EXCERPTED TEXT:
====
Team ingestion set up a test team (team_id 7964) with only person-on-events. We use this for all initial testing, ensuring things work, and then move on to enabling it for team 2 when the backfill is done, which will take a bit longer.

Each piece of work should be self-contained, such that enabling this setting doesn't bork other things which haven't yet been switched on. The new CI tests should automatically ensure this.


Clean up

Once this migration is over, there's a lot of things in flux that we should clean up (and think about self-hosted users upgrade path & ramifications). List of things to remove:

  1. [ ] Aggregation by distinct IDs
  2. [ ] Person property pushdowns
  3. [ ] Person and distinctID joins
  4. [ ] Group joins
  5. [ ] Remove tests marked with TODO: Delete after
  6. [ ] Switch the default CI tests over to person-on-events
  7. [ ] (maybe?) remove using_person_on_events parameter

Problems to address

This section is for things that came up during implementation that we need a broader discussion for

  1. [x] Funnel Property Filters and Breakdowns can get borked when using point-in-time person properties for funnels where the first (or last) event doesn't have that property (ex: pre signup)
  2. [x] Lifecycle query depends on person.created_at column, which isn't yet exposed on the events table. If this query ever supports groups, the same would apply to $group_X.created_at
Twixes commented 1 year ago

Anything remaining from this list? 👀

neilkakkar commented 1 year ago

Yes, all the cleanup
====
RECORD LIST:

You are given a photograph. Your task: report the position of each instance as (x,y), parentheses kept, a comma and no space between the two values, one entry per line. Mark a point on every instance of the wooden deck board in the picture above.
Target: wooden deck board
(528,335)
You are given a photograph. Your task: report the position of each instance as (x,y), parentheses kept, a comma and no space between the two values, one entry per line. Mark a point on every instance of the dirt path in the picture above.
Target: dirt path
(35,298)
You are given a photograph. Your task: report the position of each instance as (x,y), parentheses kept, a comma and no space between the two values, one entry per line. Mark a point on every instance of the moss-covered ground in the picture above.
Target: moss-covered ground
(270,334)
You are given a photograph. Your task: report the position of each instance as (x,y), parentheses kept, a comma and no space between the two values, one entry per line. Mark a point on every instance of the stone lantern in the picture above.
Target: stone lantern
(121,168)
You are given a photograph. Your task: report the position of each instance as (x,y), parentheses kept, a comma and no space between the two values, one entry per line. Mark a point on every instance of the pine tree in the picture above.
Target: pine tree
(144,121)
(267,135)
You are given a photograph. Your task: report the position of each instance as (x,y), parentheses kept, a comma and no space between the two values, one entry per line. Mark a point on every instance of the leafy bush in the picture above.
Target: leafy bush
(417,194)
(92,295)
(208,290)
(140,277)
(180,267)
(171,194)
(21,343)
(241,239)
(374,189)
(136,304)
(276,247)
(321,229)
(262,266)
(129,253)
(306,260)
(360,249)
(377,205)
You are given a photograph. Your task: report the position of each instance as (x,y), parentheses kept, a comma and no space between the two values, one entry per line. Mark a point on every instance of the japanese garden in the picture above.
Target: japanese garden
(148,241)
====
THE PROBLEM: Repeat word for word everything in the person-on-events migration notes from "Each piece of" down to "automatically ensure this.". The material has a different source from the person-on-events migration notes.

THE ANSWER:
Each piece of work should be self-contained, such that enabling this setting doesn't bork other things which haven't yet been switched on. The new CI tests should automatically ensure this.